Text section
ORK, Pa. (AP) — A black woman who watched a white mob kill her sister during race riots nearly a half-century ago in Pennsylvania – and had to wait over 30 years for justice – has died.

Hattie Dickson died of natural causes Monday at York Hospital, said Lucy Gladfelter of Gladfelter Funeral Home. She was 70.

Long-simmering racial tensions in York, Pa., erupted in violence in the summer of 1969. On July 18, 1969, white police officer Henry Schaad was shot and killed.

Four days later, Dickson was behind the wheel when a mob of armed white youths confronted her family after their car got stuck at a railroad crossing. Her 27-year-old sister, Lillie Belle Allen, got out of the car to take the wheel from a frightened Dickson, and was gunned down by the mob.

Provided material
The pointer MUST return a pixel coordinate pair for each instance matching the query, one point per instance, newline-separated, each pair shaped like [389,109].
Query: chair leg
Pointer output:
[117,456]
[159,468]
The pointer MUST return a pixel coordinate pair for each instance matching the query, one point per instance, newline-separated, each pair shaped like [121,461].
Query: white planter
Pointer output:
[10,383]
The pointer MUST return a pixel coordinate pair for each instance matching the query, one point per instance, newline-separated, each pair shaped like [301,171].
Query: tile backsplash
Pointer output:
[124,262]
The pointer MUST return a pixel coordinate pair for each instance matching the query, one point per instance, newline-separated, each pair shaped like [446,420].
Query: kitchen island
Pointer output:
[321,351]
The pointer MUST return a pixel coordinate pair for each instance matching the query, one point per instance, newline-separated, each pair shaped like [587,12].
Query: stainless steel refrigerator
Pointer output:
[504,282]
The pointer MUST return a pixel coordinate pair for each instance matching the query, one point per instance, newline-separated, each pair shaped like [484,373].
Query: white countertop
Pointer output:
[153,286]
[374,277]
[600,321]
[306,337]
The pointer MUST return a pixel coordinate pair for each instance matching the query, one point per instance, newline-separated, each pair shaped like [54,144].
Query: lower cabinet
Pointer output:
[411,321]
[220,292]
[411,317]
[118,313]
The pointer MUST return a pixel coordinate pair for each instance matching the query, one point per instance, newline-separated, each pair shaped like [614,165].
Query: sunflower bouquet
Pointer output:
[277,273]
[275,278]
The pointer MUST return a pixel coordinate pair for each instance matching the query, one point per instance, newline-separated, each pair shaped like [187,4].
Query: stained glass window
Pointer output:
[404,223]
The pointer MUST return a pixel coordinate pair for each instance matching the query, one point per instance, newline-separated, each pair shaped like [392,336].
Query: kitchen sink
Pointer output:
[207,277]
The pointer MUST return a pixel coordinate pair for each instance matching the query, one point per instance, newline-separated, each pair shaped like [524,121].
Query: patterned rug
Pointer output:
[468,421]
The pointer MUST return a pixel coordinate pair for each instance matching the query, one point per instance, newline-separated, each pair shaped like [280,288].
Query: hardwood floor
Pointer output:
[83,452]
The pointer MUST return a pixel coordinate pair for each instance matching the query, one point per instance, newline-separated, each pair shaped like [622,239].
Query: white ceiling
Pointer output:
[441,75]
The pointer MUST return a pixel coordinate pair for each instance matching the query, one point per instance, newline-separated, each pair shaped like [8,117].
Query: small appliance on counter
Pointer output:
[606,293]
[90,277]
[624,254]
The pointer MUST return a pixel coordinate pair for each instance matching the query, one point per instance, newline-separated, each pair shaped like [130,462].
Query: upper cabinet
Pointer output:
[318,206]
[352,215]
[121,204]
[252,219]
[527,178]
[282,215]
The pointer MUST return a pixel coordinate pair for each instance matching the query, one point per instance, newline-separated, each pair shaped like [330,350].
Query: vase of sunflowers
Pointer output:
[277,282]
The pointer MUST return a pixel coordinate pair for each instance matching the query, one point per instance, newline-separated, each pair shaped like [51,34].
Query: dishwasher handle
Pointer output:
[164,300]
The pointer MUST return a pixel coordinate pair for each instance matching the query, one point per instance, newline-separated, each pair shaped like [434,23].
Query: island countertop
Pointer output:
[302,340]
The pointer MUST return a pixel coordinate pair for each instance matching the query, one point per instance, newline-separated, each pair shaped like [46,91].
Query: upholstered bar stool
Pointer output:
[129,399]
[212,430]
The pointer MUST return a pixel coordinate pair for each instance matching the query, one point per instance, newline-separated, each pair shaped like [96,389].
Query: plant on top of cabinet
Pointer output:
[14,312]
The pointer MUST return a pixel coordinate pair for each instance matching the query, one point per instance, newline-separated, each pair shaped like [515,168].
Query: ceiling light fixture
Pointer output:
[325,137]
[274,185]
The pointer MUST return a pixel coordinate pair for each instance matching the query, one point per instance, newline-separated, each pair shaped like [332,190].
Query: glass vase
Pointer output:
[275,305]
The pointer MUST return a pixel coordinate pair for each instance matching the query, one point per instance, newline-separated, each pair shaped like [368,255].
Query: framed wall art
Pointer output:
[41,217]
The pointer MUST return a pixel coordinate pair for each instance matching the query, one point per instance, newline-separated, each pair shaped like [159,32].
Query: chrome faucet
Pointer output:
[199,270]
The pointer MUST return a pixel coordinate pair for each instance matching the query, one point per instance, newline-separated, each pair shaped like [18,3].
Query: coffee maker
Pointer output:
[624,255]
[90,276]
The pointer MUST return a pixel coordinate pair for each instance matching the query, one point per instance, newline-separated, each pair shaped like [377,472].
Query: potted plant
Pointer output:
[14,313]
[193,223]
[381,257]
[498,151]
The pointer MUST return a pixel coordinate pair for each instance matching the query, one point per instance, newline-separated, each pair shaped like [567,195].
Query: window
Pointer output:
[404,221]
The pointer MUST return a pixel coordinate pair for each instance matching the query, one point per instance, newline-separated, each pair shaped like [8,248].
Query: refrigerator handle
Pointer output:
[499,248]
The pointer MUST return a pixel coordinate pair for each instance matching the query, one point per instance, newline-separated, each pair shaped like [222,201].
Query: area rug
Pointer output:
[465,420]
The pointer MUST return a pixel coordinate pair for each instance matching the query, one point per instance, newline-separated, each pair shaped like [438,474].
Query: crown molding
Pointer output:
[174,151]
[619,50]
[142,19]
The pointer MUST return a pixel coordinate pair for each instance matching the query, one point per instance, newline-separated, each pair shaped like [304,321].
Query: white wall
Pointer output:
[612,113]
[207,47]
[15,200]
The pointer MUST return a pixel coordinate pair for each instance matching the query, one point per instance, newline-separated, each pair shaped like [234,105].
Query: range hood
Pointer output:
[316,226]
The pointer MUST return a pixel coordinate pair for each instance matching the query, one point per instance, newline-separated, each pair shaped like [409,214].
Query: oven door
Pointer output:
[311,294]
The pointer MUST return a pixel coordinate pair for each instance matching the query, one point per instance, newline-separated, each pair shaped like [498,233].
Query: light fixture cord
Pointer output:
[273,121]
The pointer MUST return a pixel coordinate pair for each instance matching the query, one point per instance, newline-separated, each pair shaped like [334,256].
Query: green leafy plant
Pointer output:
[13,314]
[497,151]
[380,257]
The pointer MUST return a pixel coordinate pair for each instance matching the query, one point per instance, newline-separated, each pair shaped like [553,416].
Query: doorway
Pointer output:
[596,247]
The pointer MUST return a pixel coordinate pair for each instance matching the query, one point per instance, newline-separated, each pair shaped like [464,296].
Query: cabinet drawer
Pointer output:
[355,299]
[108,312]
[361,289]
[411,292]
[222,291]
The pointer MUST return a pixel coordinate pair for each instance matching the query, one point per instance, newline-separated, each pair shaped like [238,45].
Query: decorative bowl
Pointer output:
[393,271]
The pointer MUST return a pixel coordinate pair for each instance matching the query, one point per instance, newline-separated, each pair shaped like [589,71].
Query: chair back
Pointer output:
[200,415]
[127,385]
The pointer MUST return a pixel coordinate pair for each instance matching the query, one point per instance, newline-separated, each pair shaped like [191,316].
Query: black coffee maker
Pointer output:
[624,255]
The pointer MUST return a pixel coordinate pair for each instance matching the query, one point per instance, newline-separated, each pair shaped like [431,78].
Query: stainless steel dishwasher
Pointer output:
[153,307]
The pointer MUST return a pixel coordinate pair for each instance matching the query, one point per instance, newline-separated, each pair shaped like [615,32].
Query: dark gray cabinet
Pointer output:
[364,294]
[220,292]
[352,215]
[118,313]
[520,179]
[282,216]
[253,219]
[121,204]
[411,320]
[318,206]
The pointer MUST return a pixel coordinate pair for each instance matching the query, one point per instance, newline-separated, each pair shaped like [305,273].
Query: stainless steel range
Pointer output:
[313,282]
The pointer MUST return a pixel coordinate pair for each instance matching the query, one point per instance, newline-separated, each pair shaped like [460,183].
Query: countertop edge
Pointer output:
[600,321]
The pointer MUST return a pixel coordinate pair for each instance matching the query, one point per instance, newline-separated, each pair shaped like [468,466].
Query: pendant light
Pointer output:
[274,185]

Assigned task A
In the news report on Hattie Dickson's death, how old was her sister Lillie Belle Allen?
Assigned task B
For each statement, say whether the news report on Hattie Dickson's death supports it, and quote the words that decide it: (i) Hattie Dickson died at York Hospital. (ii) Lillie Belle Allen was driving when the mob confronted the family. (iii) Officer Henry Schaad was shot and killed on July 18, 1969.
Assigned task C
Carry on the news report on Hattie Dickson's death, starting after its last sentence.

Answer section A
27

Answer section B
(i) Yes: "Hattie Dickson died of natural causes Monday at York Hospital"
(ii) No: "Dickson was behind the wheel when a mob of armed white youths confronted her family"
(iii) Yes: "On July 18, 1969, white police officer Henry Schaad was shot and killed."

Answer section C
Allen was a mother of two from Aiken, South Carolina, and was in York visiting her sister. Her killing went unpunished until prosecutors reopened the case in 1999.

Eventually, 10 white men were charged, including York’s mayor at the time of prosecution. Two were convicted of second-degree murder; seven others pleaded no contest or guilty to lesser charges, and former York Mayor Charlie Robertson was acquitted.

Dickson, her surviving sister and Allen’s two children were awarded a $2 million settlement from the city in 2005. It settled the lawsuit Allen’s family filed against York and five former police officers.